REQUIREMENTS: Format every line of the material below as a Markdown table with the columns "Row" and "Entry," giving each line a row number and omitting blank lines.

Stored data:
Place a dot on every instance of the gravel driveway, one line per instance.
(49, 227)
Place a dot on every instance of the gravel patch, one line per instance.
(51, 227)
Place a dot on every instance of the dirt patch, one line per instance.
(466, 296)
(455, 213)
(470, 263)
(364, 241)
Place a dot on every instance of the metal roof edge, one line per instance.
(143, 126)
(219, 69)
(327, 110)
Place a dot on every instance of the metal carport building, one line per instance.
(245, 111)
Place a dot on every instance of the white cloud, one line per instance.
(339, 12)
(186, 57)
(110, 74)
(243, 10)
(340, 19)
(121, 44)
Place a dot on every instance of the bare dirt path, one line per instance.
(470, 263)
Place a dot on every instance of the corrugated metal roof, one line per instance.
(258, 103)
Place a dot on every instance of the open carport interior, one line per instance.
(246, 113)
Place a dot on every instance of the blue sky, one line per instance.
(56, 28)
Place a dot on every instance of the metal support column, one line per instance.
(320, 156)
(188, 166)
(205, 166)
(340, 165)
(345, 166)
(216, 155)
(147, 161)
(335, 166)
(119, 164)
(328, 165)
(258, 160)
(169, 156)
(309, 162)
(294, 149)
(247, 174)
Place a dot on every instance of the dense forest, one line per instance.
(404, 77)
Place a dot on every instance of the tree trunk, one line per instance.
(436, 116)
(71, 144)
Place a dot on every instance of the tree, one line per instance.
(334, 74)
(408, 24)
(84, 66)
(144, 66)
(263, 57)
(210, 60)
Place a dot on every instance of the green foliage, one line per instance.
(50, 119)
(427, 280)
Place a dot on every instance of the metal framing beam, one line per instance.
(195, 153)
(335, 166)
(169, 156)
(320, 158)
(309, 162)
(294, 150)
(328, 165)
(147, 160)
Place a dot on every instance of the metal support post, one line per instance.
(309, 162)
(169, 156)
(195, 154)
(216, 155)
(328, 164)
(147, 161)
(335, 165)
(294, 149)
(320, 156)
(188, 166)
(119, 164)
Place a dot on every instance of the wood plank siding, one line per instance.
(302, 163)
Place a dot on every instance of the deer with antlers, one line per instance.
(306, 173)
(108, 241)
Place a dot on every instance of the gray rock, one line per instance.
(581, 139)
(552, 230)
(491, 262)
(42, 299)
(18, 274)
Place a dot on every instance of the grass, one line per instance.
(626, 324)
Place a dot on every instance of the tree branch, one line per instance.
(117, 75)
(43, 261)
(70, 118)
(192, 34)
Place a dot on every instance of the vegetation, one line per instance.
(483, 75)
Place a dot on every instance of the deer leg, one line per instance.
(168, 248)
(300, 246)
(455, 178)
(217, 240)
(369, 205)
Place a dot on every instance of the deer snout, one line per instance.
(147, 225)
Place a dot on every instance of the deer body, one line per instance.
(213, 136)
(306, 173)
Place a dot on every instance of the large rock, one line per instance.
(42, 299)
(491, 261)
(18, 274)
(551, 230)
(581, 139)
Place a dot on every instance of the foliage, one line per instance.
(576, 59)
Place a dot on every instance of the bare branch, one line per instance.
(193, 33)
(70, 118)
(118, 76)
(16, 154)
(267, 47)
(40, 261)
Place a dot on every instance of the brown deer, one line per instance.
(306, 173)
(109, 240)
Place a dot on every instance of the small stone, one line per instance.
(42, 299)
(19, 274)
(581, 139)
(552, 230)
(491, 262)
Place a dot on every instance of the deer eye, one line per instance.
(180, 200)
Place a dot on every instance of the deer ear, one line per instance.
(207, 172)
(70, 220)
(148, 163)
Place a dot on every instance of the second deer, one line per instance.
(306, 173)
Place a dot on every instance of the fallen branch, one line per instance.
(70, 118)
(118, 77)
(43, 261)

RESULT OF THE TASK:
| Row | Entry |
|---|---|
| 1 | Place a dot on every instance of the gravel driveway, one line per instance. |
| 2 | (49, 227) |
| 3 | Place a dot on every instance of the gravel patch, one line per instance. |
| 4 | (51, 227) |
| 5 | Place a dot on every instance of the dirt patch, one line per instance. |
| 6 | (466, 296) |
| 7 | (455, 213) |
| 8 | (470, 263) |
| 9 | (364, 241) |
| 10 | Place a dot on every instance of the metal roof edge, one line per instance. |
| 11 | (143, 126) |
| 12 | (219, 69) |
| 13 | (327, 110) |
| 14 | Place a dot on every instance of the metal carport building, one line per instance. |
| 15 | (245, 111) |
| 16 | Place a dot on every instance of the white cloud, one line per instance. |
| 17 | (339, 12) |
| 18 | (186, 57) |
| 19 | (110, 74) |
| 20 | (243, 10) |
| 21 | (340, 19) |
| 22 | (121, 44) |
| 23 | Place a dot on every instance of the bare dirt path, one line per instance. |
| 24 | (470, 263) |
| 25 | Place a dot on every instance of the corrugated metal roof, one line per instance. |
| 26 | (258, 103) |
| 27 | Place a dot on every instance of the open carport interior, one line per instance. |
| 28 | (246, 113) |
| 29 | Place a dot on every instance of the blue sky, one line per instance. |
| 30 | (56, 28) |
| 31 | Place a dot on every instance of the metal support column, one line per instance. |
| 32 | (320, 156) |
| 33 | (188, 166) |
| 34 | (205, 166) |
| 35 | (340, 165) |
| 36 | (345, 166) |
| 37 | (216, 155) |
| 38 | (147, 161) |
| 39 | (335, 166) |
| 40 | (119, 164) |
| 41 | (328, 165) |
| 42 | (258, 160) |
| 43 | (169, 156) |
| 44 | (309, 162) |
| 45 | (294, 149) |
| 46 | (247, 174) |
| 47 | Place a dot on every instance of the dense forest, one line per instance. |
| 48 | (404, 77) |
| 49 | Place a dot on every instance of the tree trunk, one line per instance. |
| 50 | (436, 116) |
| 51 | (71, 144) |
| 52 | Place a dot on every instance of the tree, one line per instance. |
| 53 | (334, 74) |
| 54 | (408, 24) |
| 55 | (84, 66) |
| 56 | (144, 66) |
| 57 | (263, 57) |
| 58 | (210, 60) |
| 59 | Place a dot on every instance of the green foliage, one line per instance. |
| 60 | (50, 119) |
| 61 | (427, 280) |
| 62 | Place a dot on every instance of the metal framing beam, one line per instance. |
| 63 | (195, 153) |
| 64 | (335, 166) |
| 65 | (169, 156) |
| 66 | (320, 158) |
| 67 | (309, 162) |
| 68 | (294, 150) |
| 69 | (328, 165) |
| 70 | (147, 160) |
| 71 | Place a dot on every instance of the metal support post, one line per instance. |
| 72 | (309, 162) |
| 73 | (169, 156) |
| 74 | (195, 154) |
| 75 | (216, 155) |
| 76 | (328, 164) |
| 77 | (147, 161) |
| 78 | (335, 165) |
| 79 | (294, 149) |
| 80 | (320, 156) |
| 81 | (188, 166) |
| 82 | (119, 164) |
| 83 | Place a dot on every instance of the wood plank siding, one line per instance. |
| 84 | (302, 163) |
| 85 | Place a dot on every instance of the deer with antlers, one line per instance. |
| 86 | (306, 173) |
| 87 | (108, 241) |
| 88 | Place a dot on every instance of the gray rock, one line per instance. |
| 89 | (581, 139) |
| 90 | (552, 230) |
| 91 | (491, 262) |
| 92 | (42, 299) |
| 93 | (18, 274) |
| 94 | Place a dot on every instance of the grass, one line per instance. |
| 95 | (626, 324) |
| 96 | Place a dot on every instance of the tree branch, one line per instance. |
| 97 | (117, 75) |
| 98 | (43, 261) |
| 99 | (70, 118) |
| 100 | (192, 34) |
| 101 | Place a dot on every instance of the vegetation, one line per instance. |
| 102 | (483, 75) |
| 103 | Place a dot on every instance of the deer leg, one line per instance. |
| 104 | (168, 248) |
| 105 | (300, 246) |
| 106 | (455, 178) |
| 107 | (217, 240) |
| 108 | (369, 205) |
| 109 | Place a dot on every instance of the deer snout, one line per instance. |
| 110 | (147, 225) |
| 111 | Place a dot on every instance of the deer body, one line per instance. |
| 112 | (213, 136) |
| 113 | (306, 173) |
| 114 | Place a dot on every instance of the large rock, one line per instance. |
| 115 | (42, 299) |
| 116 | (491, 261) |
| 117 | (18, 274) |
| 118 | (551, 230) |
| 119 | (581, 139) |
| 120 | Place a dot on every instance of the foliage, one line per instance. |
| 121 | (576, 59) |
| 122 | Place a dot on every instance of the bare branch, one line per instance. |
| 123 | (193, 33) |
| 124 | (70, 118) |
| 125 | (118, 76) |
| 126 | (16, 154) |
| 127 | (267, 47) |
| 128 | (40, 261) |
| 129 | Place a dot on every instance of the brown deer, one line per instance. |
| 130 | (306, 173) |
| 131 | (109, 240) |
| 132 | Place a dot on every instance of the small stone, one line per instance. |
| 133 | (42, 299) |
| 134 | (19, 274) |
| 135 | (581, 139) |
| 136 | (552, 230) |
| 137 | (491, 262) |
| 138 | Place a dot on every instance of the deer eye, one line per instance. |
| 139 | (180, 200) |
| 140 | Place a dot on every instance of the deer ear, one line per instance. |
| 141 | (207, 172) |
| 142 | (70, 220) |
| 143 | (148, 163) |
| 144 | Place a dot on every instance of the second deer, one line per instance. |
| 145 | (306, 173) |
| 146 | Place a dot on every instance of the fallen branch, one line per instance. |
| 147 | (70, 118) |
| 148 | (118, 77) |
| 149 | (43, 261) |